## Set task 1
Decide whether each statement below agrees with the project abstract, answering yes or no and quoting the deciding words from it. (a) Filming a 3D movie requires two cameras. (b) Training a deep neural network for lifting to 3D works with a small dataset. (c) Existing systems give a measure of uncertainty along with their reconstructed output.
## Set task 2
From the project abstract, print the part that opens with the words containing "Consumers enjoy the" and closes with "VR and cinema.".

## Extract to read
::::::::::

ROSSINI: Reconstructing 3D structure from single images: a perceptual reconstruction approach

Lead Research Organisation: University of Surrey
Department Name: Vision Speech and Signal Proc CVSSP

Abstract

Consumers enjoy the immersive experience of 3D content in cinema, TV and virtual reality (VR), but it is expensive to produce. Filming a 3D movie requires two cameras to simulate the two eyes of the viewer. A common but expensive alternative is to film a single view, then use video artists to create the left and right eyes' views in post-production. What if a computer could automatically produce a 3D model (and binocular images) from 2D content: 'lifting images into 3D'? This is the overarching aim of this project. Lifting into 3D has multiple uses, such as route planning for robots, obstacle avoidance for autonomous vehicles, alongside applications in VR and cinema.

Estimating 3D structure from a 2D image is difficult because in principle, the image could have been created from an infinite number of 3D scenes. Identifying which of these possible worlds is correct is very hard, yet humans interpret 2D images as 3D scenes all the time. We do this every time we look at a photograph, watch TV or gaze into the distance, where binocular depth cues are weak. Although we make some errors in judging distances, our ability to quickly understand the layout of any scene enables us to navigate through and interact with any environment.

Computer scientists have built machine vision systems for lifting to 3D by incorporating scene constraints. A popular technique is to train a deep neural network with a collection of 2D images and associated 3D range data. However, to be successful, this approach requires a very large dataset, which can be expensive to acquire. Furthermore, performance is only as good as the dataset is complete: if the system encounters a type of scene or geometry that does not conform to the training dataset, it will fail. Most methods have been trained for specific situations - e.g. indoor, or street scenes - and these systems are typically less effective for rural scenes and less flexible and robust than humans. Finally, such systems provide a single reconstructed output, without any measure of uncertainty. The user must assume that the 3D reconstruction is correct, which will be a costly assumption in many cases.

::::::::::

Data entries
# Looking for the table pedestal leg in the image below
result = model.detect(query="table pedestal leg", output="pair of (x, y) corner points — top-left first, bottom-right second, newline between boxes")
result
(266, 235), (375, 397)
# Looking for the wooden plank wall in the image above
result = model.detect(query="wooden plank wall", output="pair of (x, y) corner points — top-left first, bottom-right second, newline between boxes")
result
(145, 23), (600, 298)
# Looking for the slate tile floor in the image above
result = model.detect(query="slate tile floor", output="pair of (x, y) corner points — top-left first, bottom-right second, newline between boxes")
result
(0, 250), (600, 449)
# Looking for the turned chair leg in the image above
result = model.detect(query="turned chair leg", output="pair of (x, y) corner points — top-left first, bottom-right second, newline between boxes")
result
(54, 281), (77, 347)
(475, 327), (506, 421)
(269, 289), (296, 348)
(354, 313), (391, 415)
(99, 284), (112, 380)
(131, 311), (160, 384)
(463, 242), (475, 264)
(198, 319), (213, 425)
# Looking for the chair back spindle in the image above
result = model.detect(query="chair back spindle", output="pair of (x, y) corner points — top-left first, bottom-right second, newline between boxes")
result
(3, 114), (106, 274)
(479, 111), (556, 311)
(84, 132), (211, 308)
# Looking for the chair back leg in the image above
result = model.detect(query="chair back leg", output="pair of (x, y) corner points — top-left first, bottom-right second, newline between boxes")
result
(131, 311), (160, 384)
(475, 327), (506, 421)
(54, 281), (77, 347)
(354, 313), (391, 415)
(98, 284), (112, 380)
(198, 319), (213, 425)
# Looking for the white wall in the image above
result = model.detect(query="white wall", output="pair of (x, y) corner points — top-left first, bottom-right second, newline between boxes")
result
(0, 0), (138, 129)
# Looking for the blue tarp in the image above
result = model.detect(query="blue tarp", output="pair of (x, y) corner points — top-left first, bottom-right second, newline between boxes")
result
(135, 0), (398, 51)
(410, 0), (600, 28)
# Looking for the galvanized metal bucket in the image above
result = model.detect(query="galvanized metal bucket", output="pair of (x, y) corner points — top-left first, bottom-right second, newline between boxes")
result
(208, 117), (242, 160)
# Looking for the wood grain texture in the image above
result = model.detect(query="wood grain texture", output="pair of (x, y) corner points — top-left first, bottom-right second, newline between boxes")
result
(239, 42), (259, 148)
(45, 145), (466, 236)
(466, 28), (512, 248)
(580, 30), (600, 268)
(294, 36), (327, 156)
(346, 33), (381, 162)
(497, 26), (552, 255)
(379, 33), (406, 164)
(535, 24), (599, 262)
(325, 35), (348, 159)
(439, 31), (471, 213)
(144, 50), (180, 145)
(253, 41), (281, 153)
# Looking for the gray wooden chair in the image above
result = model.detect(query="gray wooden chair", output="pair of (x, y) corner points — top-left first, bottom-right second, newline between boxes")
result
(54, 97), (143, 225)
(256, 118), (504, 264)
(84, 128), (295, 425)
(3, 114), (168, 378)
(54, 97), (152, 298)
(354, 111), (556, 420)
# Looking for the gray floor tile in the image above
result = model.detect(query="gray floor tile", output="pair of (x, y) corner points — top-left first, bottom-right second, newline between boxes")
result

::::::::::

## Right answer 1
(a) Yes: "Filming a 3D movie requires two cameras to simulate the two eyes of the viewer."
(b) No: "this approach requires a very large dataset, which can be expensive to acquire."
(c) No: "such systems provide a single reconstructed output, without any measure of uncertainty."

## Right answer 2
Consumers enjoy the immersive experience of 3D content in cinema, TV and virtual reality (VR), but it is expensive to produce. Filming a 3D movie requires two cameras to simulate the two eyes of the viewer. A common but expensive alternative is to film a single view, then use video artists to create the left and right eyes' views in post-production. What if a computer could automatically produce a 3D model (and binocular images) from 2D content: 'lifting images into 3D'? This is the overarching aim of this project. Lifting into 3D has multiple uses, such as route planning for robots, obstacle avoidance for autonomous vehicles, alongside applications in VR and cinema.